WHAT THE TASK ASKS: Print each line exactly, beginning with the one where "Query: pectoral fin" appears and ending at the last line below.

RECORDS SUPPLIED:
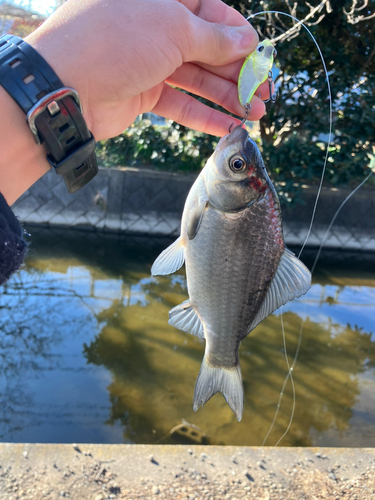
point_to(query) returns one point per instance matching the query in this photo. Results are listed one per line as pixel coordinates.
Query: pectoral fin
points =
(195, 218)
(292, 279)
(170, 260)
(186, 319)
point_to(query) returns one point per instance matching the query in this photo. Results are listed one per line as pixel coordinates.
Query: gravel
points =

YOUR RESPONSE:
Query: pectoral fin
points =
(195, 218)
(292, 279)
(170, 260)
(186, 319)
point_to(query) returns one point per instance matching the query in this photo. Results are listed one per line as pixel coordinates.
Query: gravel
points =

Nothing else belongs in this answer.